* [What to work on]:
This exercise calls for every line of the data below with the string "woman" in it.

* [Data extracted from a collection]:
--- START ---

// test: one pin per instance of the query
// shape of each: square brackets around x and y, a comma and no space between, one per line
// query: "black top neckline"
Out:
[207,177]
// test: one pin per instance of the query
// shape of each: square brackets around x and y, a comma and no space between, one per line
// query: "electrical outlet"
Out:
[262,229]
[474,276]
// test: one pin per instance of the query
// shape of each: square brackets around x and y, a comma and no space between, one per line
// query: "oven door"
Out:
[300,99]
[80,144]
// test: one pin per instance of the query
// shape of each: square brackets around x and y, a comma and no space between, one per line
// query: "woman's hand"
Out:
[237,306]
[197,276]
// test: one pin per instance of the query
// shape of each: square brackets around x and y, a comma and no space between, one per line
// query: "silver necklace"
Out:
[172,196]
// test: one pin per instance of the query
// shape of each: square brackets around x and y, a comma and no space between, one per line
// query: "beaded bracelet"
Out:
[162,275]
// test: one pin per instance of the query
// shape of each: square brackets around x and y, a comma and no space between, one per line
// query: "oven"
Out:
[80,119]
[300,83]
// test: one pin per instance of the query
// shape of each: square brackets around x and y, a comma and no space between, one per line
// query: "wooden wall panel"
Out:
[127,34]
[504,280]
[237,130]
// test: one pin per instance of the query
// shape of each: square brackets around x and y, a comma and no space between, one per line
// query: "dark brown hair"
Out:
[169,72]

--- END ---
--- START ---

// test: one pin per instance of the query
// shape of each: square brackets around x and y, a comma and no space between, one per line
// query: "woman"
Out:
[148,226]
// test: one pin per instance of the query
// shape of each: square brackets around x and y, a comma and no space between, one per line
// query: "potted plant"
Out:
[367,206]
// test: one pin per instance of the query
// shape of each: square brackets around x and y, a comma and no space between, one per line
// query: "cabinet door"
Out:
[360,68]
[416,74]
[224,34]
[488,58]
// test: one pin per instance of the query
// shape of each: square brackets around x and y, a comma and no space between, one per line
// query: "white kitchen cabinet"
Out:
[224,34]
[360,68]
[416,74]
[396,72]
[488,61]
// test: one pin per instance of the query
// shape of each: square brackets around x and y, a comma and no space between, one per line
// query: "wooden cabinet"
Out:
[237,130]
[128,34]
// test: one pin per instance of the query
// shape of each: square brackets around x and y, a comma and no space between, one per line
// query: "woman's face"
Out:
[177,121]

--- END ---

* [Result for this task]:
// query: "woman's hand"
// query: "woman"
// query: "woman's face"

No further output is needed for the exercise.